**Given exercise:** Can you lay out every line of the material below as a numbered list, omitting any blank lines?

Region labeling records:
## Start

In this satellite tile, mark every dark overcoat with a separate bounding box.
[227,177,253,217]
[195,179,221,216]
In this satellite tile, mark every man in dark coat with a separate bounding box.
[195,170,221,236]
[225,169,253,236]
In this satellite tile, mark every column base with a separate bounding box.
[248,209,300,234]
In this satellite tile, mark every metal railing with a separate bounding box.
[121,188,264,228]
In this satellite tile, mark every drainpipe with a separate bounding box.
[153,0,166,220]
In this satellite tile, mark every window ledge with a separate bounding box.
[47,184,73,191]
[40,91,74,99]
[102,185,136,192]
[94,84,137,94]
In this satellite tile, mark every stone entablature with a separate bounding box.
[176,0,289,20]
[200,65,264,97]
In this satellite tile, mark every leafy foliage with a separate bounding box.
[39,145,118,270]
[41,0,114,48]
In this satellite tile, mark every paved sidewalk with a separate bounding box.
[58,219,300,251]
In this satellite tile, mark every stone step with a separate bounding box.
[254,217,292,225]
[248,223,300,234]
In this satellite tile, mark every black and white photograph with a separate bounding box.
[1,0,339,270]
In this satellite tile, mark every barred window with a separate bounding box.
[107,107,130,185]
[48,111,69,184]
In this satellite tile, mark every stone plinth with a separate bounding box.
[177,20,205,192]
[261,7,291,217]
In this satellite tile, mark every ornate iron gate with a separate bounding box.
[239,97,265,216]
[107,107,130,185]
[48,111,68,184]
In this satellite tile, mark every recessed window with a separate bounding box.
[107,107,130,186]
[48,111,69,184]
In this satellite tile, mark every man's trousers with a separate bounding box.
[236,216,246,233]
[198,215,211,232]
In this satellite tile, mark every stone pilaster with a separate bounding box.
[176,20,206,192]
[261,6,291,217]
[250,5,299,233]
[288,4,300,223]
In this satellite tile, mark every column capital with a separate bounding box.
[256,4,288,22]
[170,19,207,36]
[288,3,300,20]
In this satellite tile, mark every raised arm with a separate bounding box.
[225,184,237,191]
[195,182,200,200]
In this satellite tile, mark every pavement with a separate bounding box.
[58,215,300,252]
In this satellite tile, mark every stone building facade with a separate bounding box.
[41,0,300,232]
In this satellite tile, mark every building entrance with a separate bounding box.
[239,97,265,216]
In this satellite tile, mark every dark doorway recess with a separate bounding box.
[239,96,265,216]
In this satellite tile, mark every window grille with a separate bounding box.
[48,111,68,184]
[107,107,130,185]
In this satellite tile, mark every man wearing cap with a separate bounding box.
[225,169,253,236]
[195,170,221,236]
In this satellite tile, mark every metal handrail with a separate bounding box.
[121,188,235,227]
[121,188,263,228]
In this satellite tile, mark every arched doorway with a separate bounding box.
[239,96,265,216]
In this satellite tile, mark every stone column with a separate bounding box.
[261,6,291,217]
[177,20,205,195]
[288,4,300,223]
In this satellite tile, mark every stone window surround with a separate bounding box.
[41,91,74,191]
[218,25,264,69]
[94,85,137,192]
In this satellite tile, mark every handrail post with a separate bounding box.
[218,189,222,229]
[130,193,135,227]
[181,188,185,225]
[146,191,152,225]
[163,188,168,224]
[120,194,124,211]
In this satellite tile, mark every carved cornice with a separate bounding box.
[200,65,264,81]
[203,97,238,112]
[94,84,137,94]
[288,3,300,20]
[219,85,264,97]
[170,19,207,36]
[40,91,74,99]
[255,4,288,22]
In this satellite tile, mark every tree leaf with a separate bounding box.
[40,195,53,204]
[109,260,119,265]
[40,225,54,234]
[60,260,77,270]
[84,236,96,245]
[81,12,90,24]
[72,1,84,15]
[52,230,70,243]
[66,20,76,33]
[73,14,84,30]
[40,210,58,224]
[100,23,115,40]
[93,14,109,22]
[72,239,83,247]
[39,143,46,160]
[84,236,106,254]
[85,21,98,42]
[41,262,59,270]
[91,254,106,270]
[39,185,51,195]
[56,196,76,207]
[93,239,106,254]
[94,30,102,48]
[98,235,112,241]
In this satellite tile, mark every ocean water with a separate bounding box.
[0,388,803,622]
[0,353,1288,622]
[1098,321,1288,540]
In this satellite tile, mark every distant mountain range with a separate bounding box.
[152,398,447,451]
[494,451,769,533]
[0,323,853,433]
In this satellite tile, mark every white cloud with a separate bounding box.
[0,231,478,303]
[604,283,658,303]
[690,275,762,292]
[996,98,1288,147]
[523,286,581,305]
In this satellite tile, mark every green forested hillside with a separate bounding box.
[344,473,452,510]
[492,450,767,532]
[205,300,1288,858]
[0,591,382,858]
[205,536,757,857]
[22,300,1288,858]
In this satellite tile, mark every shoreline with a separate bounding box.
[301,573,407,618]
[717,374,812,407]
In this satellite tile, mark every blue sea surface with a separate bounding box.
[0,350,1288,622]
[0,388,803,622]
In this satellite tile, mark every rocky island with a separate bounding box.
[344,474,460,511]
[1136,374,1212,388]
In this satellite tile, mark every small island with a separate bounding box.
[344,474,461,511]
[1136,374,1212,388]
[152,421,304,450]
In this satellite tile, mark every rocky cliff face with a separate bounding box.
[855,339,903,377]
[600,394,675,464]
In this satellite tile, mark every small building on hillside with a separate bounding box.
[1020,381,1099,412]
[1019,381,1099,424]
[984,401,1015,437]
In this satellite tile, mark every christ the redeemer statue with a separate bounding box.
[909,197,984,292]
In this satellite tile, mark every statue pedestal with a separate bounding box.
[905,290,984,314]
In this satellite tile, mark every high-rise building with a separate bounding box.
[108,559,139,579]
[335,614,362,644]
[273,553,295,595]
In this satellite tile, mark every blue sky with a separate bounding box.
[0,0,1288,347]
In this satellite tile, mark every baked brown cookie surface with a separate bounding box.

## End

**Result:**
1. In this satellite tile, mark every dark overcoat with a separate bounding box.
2. [227,177,253,217]
3. [195,179,221,216]
4. In this satellite tile, mark every man in dark coat with a separate bounding box.
5. [195,170,221,236]
6. [225,169,253,236]
7. In this satellite tile, mark every column base with a separate bounding box.
8. [248,209,300,234]
9. In this satellite tile, mark every metal railing with a separate bounding box.
10. [121,188,264,228]
11. In this satellite tile, mark every drainpipe with a separate bounding box.
12. [153,0,166,220]
13. In this satellite tile, mark every window ledge with a separate bounding box.
14. [47,184,73,191]
15. [40,91,74,99]
16. [102,185,136,192]
17. [94,84,137,94]
18. In this satellite tile, mark every stone entablature with a separate bounding box.
19. [176,0,289,20]
20. [200,65,264,97]
21. In this satellite tile, mark every leafy foliage with a separate bounding box.
22. [39,145,118,270]
23. [41,0,114,48]
24. In this satellite tile, mark every paved sidewalk with a separate bounding box.
25. [58,219,300,251]
26. In this satellite tile, mark every stone step with a separate bounding box.
27. [254,217,292,225]
28. [248,223,300,234]
29. In this satellite tile, mark every black and white photograph with a separate bounding box.
30. [1,0,339,270]
31. In this satellite tile, mark every barred window with a separate bounding box.
32. [107,107,130,185]
33. [48,111,69,184]
34. In this satellite tile, mark every stone plinth with a separate bounding box.
35. [177,20,205,192]
36. [261,7,291,217]
37. In this satellite tile, mark every ornate iron gate with a separate bounding box.
38. [239,97,265,216]
39. [107,107,130,185]
40. [48,111,68,184]
41. In this satellite tile, mark every recessed window with a separate bounding box.
42. [107,107,130,186]
43. [48,111,69,184]
44. In this satellite tile, mark every man's trousers with a separate bounding box.
45. [236,216,246,233]
46. [198,215,211,232]
47. In this satellite tile, mark every stone pilaster with a separate bounding box.
48. [176,20,206,192]
49. [261,6,291,217]
50. [250,5,299,233]
51. [288,4,300,223]
52. In this satellite tile, mark every column capital with a separate bounding box.
53. [256,4,288,22]
54. [170,19,207,36]
55. [288,3,300,20]
56. In this satellite tile, mark every raised arm with a separate bounding box.
57. [225,184,237,191]
58. [195,182,200,200]
59. In this satellite tile, mark every pavement with a separate bounding box.
60. [58,215,300,252]
61. In this satellite tile, mark every stone building facade with a separate bounding box.
62. [41,0,300,232]
63. In this satellite tile, mark every building entrance with a separate bounding box.
64. [239,97,265,216]
65. In this satellite tile, mark every dark doorway recess with a separate bounding box.
66. [239,96,265,216]
67. In this satellite tile, mark every window grille with a separate bounding box.
68. [48,111,68,184]
69. [107,107,130,185]
70. In this satellite tile, mark every man wearing cap with a separate bounding box.
71. [225,169,253,236]
72. [195,170,221,236]
73. In this satellite tile, mark every metal handrail with a separate bounding box.
74. [121,188,235,227]
75. [121,188,263,228]
76. In this satellite tile, mark every arched doorway with a separate bounding box.
77. [239,96,265,216]
78. In this satellite tile, mark every stone column with a separate bounding box.
79. [261,6,291,217]
80. [177,20,205,195]
81. [288,4,300,223]
82. In this satellite tile, mark every stone window surround with a separate bounding box.
83. [41,91,74,191]
84. [218,25,264,69]
85. [94,85,137,192]
86. In this satellite tile, mark every handrail post with a separate bounding box.
87. [218,189,222,229]
88. [130,193,135,227]
89. [181,188,185,225]
90. [146,191,152,225]
91. [163,188,168,224]
92. [120,194,124,211]
93. In this satellite tile, mark every carved cornice with a separate bounding box.
94. [200,65,264,81]
95. [203,97,238,112]
96. [94,84,137,94]
97. [288,3,300,20]
98. [219,85,264,97]
99. [170,19,207,36]
100. [40,91,74,99]
101. [255,4,288,22]
102. In this satellite tile, mark every tree leaf with a separate bounding box.
103. [40,195,53,204]
104. [109,260,119,265]
105. [40,225,54,234]
106. [60,260,77,270]
107. [84,236,96,245]
108. [81,12,90,24]
109. [72,1,84,15]
110. [52,230,70,243]
111. [66,20,76,33]
112. [73,14,84,30]
113. [40,210,58,224]
114. [100,23,115,40]
115. [93,14,109,22]
116. [72,239,83,247]
117. [39,143,46,160]
118. [84,236,106,254]
119. [85,21,98,42]
120. [41,262,59,270]
121. [91,254,106,270]
122. [39,185,51,195]
123. [56,196,76,207]
124. [93,239,106,254]
125. [94,30,102,48]
126. [98,235,112,241]
127. In this satellite tile, mark every ocean water with a separate bounding box.
128. [0,388,803,622]
129. [0,353,1288,622]
130. [1098,321,1288,540]
131. In this satellite tile, mark every distant mountain range with a separate bounding box.
132. [152,398,447,451]
133. [494,451,769,533]
134. [0,323,853,433]
135. In this satellite tile, mark every white cloud with a separate bounding box.
136. [0,231,478,303]
137. [604,283,658,303]
138. [690,275,762,292]
139. [996,98,1288,147]
140. [523,286,581,305]
141. In this satellite tile, mark every green forested hillside with a separate bounding box.
142. [344,473,452,510]
143. [492,450,767,532]
144. [205,300,1288,858]
145. [0,591,382,858]
146. [205,536,757,857]
147. [22,300,1288,858]
148. In this satellite tile, mark every shoreline with a separate bounding box.
149. [301,573,407,618]
150. [717,374,812,407]
151. In this satellite tile, mark every blue sea surface with a separate bounding box.
152. [0,350,1288,622]
153. [0,388,803,622]
154. In this satellite tile, mark every rocky island with a separate bounding box.
155. [344,474,460,511]
156. [1136,374,1212,388]
157. In this satellite tile, mark every small island with a separate bounding box.
158. [344,474,461,511]
159. [1136,374,1212,388]
160. [152,421,304,450]
161. In this satellite tile, mark every rocky cliff face with a separate bounding box.
162. [855,339,903,377]
163. [600,394,675,464]
164. In this satellite tile, mark every small building on hillside with a separate bounding box.
165. [1020,381,1099,412]
166. [1019,381,1099,424]
167. [984,401,1015,437]
168. In this satellite tile, mark every christ the redeemer statue with a separate bounding box.
169. [909,197,984,292]
170. In this satellite tile, mark every statue pedestal with a separate bounding box.
171. [905,290,984,314]
172. In this satellite tile, mark every high-rise building with a separate bounding box.
173. [108,559,139,579]
174. [335,614,362,644]
175. [273,553,295,595]
176. In this satellite tile, mark every blue sky with a separate bounding box.
177. [0,0,1288,347]
178. In this satellite tile, mark every baked brown cookie surface with a separate bounding box.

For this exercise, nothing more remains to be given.